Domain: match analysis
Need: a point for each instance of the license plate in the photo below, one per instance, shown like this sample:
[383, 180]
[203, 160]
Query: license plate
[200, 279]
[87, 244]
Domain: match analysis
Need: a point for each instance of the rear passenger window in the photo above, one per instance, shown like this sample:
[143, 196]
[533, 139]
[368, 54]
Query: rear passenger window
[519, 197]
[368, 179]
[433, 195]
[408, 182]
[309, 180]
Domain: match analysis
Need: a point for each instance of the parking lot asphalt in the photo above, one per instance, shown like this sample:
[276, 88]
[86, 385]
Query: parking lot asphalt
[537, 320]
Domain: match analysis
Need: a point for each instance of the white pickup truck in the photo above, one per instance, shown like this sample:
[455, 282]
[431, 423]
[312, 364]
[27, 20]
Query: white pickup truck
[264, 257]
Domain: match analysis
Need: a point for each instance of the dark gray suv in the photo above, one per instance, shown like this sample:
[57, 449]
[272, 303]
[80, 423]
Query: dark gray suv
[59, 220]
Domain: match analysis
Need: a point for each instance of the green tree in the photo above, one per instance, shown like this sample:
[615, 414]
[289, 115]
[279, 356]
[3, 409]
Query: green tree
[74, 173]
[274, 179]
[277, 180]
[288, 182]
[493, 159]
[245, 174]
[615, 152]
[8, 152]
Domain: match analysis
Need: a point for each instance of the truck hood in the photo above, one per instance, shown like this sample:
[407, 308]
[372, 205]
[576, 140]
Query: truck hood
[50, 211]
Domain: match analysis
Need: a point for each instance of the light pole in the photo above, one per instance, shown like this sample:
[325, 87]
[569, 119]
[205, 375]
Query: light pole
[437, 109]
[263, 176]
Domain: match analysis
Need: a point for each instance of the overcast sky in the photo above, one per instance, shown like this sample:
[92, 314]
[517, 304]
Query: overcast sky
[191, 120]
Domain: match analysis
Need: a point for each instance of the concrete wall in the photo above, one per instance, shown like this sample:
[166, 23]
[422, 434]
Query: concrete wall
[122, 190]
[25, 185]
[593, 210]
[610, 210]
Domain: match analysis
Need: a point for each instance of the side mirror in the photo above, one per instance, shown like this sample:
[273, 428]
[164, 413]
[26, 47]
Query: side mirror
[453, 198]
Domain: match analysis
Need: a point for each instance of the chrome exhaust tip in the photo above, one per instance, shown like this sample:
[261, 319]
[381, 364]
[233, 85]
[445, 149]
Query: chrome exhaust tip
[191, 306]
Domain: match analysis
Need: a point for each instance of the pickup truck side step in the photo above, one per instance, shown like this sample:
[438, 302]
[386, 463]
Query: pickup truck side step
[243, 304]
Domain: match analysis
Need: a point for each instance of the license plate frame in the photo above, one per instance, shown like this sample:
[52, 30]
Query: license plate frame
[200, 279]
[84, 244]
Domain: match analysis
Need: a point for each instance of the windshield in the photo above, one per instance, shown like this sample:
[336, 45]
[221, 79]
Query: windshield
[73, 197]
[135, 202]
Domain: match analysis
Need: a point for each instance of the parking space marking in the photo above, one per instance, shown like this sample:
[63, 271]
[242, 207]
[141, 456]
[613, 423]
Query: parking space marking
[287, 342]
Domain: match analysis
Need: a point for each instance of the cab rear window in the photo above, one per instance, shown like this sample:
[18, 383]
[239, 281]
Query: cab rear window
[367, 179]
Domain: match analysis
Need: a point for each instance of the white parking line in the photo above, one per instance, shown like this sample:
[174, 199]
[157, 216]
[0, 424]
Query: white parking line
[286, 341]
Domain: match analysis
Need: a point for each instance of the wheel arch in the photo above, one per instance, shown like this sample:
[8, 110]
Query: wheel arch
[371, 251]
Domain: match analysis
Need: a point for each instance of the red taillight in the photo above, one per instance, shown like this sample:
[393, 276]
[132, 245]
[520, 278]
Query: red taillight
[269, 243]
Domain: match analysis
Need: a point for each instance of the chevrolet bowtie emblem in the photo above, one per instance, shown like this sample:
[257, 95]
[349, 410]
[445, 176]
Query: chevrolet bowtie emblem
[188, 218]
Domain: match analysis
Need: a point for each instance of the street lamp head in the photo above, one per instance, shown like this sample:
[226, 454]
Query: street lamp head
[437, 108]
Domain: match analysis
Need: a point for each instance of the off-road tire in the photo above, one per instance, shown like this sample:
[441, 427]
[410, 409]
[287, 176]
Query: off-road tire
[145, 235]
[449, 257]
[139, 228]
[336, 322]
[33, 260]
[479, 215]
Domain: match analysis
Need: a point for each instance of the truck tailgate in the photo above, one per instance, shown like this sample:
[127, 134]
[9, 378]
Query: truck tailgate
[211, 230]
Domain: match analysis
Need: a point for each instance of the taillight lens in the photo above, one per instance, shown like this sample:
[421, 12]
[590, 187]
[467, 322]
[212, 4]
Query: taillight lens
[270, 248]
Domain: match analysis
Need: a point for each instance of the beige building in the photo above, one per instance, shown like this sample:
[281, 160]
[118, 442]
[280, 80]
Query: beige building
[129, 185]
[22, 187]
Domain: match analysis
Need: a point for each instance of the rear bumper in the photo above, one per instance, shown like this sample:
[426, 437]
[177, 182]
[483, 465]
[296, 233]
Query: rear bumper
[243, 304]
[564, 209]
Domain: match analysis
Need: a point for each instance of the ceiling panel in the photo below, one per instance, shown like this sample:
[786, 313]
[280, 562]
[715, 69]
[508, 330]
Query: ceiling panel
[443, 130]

□ □ □ □

(EXERCISE DETAILS):
The only reply wanted is the number of lines in the records above containing the word "below".

(EXERCISE ANSWER):
2